(Excerpts from point annotation data)
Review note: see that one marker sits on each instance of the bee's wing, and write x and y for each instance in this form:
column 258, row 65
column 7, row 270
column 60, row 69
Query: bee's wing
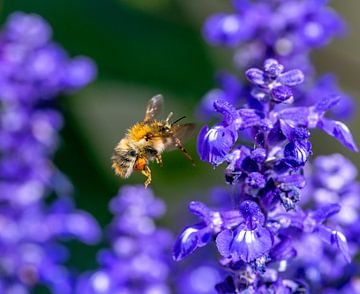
column 153, row 107
column 182, row 132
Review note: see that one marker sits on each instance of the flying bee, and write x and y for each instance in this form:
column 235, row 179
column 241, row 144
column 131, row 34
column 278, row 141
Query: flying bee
column 147, row 140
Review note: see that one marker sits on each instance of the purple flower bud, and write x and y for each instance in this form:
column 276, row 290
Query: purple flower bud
column 256, row 180
column 291, row 78
column 282, row 94
column 340, row 131
column 214, row 144
column 190, row 239
column 256, row 76
column 244, row 244
column 273, row 68
column 225, row 29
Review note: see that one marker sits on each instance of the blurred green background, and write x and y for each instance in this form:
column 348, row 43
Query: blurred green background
column 142, row 48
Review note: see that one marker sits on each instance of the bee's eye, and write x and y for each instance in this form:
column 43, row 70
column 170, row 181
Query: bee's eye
column 132, row 153
column 165, row 129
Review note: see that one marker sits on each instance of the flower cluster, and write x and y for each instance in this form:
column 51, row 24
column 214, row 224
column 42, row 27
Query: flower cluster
column 138, row 261
column 261, row 234
column 285, row 30
column 331, row 180
column 33, row 70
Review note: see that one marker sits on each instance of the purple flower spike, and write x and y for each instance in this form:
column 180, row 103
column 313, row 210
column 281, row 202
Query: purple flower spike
column 337, row 239
column 243, row 244
column 250, row 240
column 190, row 239
column 340, row 131
column 265, row 145
column 273, row 82
column 214, row 144
column 225, row 29
column 292, row 78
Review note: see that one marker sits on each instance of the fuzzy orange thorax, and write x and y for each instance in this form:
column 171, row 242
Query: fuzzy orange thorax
column 139, row 131
column 140, row 164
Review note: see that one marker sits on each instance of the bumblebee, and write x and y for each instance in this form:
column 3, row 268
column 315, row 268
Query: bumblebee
column 147, row 140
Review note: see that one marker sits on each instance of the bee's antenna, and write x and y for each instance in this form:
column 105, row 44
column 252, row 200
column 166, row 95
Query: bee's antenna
column 179, row 119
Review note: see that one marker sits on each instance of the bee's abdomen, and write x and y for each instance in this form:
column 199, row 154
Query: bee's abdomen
column 123, row 162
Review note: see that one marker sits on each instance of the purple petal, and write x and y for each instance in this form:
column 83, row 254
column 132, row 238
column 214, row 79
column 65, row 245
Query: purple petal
column 339, row 131
column 249, row 118
column 255, row 76
column 283, row 250
column 293, row 180
column 282, row 94
column 227, row 110
column 326, row 103
column 191, row 238
column 296, row 116
column 199, row 209
column 223, row 241
column 214, row 144
column 225, row 29
column 273, row 67
column 248, row 245
column 323, row 213
column 252, row 213
column 335, row 238
column 291, row 78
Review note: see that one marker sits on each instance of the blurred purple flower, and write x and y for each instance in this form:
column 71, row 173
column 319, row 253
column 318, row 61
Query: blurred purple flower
column 31, row 76
column 138, row 261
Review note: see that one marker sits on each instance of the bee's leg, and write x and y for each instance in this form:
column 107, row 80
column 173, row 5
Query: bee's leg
column 168, row 118
column 183, row 150
column 158, row 159
column 147, row 173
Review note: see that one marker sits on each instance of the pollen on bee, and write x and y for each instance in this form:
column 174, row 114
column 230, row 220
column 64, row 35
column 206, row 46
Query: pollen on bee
column 140, row 164
column 118, row 170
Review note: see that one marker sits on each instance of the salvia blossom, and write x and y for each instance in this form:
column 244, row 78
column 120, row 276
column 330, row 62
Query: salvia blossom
column 33, row 71
column 138, row 261
column 285, row 30
column 266, row 230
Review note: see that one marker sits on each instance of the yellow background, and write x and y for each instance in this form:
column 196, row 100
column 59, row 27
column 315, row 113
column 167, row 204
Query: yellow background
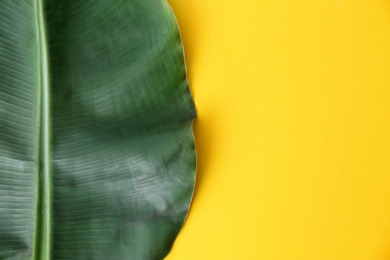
column 293, row 131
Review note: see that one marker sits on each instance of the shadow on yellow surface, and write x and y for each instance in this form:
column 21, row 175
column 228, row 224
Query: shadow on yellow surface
column 293, row 126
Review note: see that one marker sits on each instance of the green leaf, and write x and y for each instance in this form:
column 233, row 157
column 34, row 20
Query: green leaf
column 97, row 156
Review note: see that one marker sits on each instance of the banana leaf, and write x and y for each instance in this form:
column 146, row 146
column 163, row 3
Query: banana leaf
column 97, row 156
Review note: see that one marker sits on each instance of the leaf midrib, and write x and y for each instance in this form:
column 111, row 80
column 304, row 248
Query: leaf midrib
column 42, row 242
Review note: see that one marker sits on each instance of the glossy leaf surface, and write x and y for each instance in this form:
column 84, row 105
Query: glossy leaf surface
column 97, row 156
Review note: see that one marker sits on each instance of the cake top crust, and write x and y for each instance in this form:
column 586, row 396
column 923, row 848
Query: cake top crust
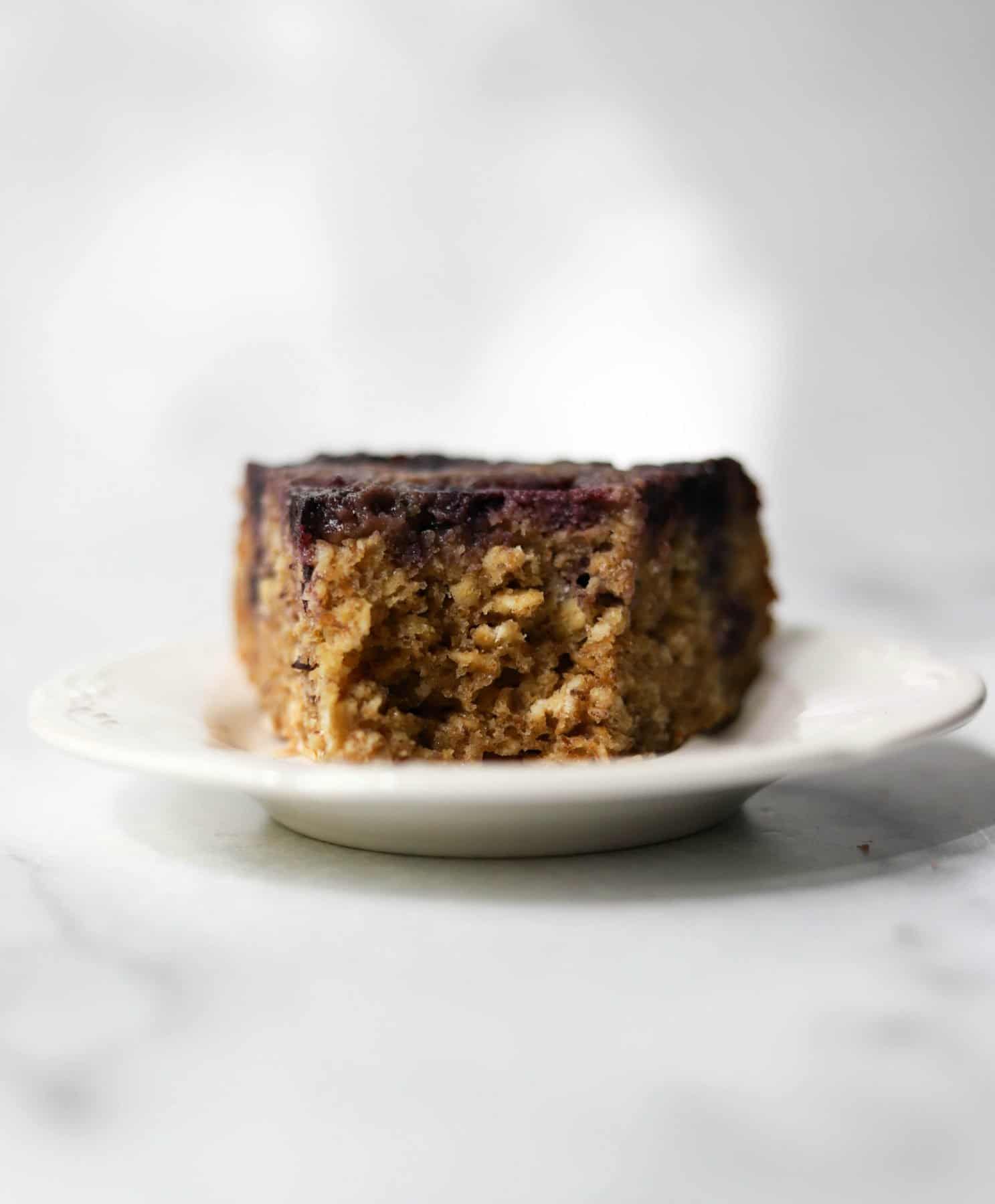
column 416, row 501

INSTRUCTIONS TO FOLLOW
Return verbatim every line of the records from the one containing "of the yellow" down to the one containing "column 42, row 242", both included, and omit the pictures.

RESPONSE TO THIS TASK
Review note: see that one marker sits on each instance of the yellow background, and write x and y for each instance in this form:
column 196, row 100
column 59, row 27
column 315, row 113
column 167, row 204
Query: yellow background
column 293, row 131
Review note: see that one marker sits on each instance of the shadow on yellow surface, and write x and y for each instance in this form:
column 21, row 175
column 228, row 224
Query: shadow on yellow surface
column 293, row 126
Review note: see that one marker sits on each instance of the green leaf, and write x and y for each instance in this form:
column 233, row 157
column 34, row 20
Query: green leaf
column 97, row 156
Review note: see that one marker sits on each instance of the banana leaf, and write x and y for each instance in this form:
column 146, row 146
column 163, row 3
Query: banana leaf
column 97, row 156
Review note: see that one marker sits on each instance of the leaf midrib, and write x and y for each instance in this form:
column 111, row 80
column 304, row 248
Query: leaf midrib
column 42, row 242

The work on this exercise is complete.